#### [Excerpt]
#####

Friday, 7 November 2014


Can we tell what’s real or fake anymore? And even if we were to call something on the internet fake, somebody still paid for it, so it’s still very real. This is because what may look like news can actually be an advertisement! As HBO talk show host John Oliver puts it, “ads are baked into content like chocolate chips into a cookie, except, it’s actually more like raisins into a cookie because no one wants them there!” This is a rising form of advertisement known as “native advertising,” and John Oliver goes into great depth on the subject in his YouTube video below. It may be a bit lengthy, but it is a ‘must see’ in order to combat and understand some of today’s innovative marketing trends.

#####

#### [Source excerpt]
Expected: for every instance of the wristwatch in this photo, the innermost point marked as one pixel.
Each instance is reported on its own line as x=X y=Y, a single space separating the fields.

#####

#### [Directive]
In the post on native advertising, swap "cookie" for "brownie" in the part starting with "Can we tell" and going on through "innovative marketing trends.", and give that part again.

#### [Solution to this task]
Can we tell what’s real or fake anymore? And even if we were to call something on the internet fake, somebody still paid for it, so it’s still very real. This is because what may look like news can actually be an advertisement! As HBO talk show host John Oliver puts it, “ads are baked into content like chocolate chips into a brownie, except, it’s actually more like raisins into a brownie because no one wants them there!” This is a rising form of advertisement known as “native advertising,” and John Oliver goes into great depth on the subject in his YouTube video below. It may be a bit lengthy, but it is a ‘must see’ in order to combat and understand some of today’s innovative marketing trends.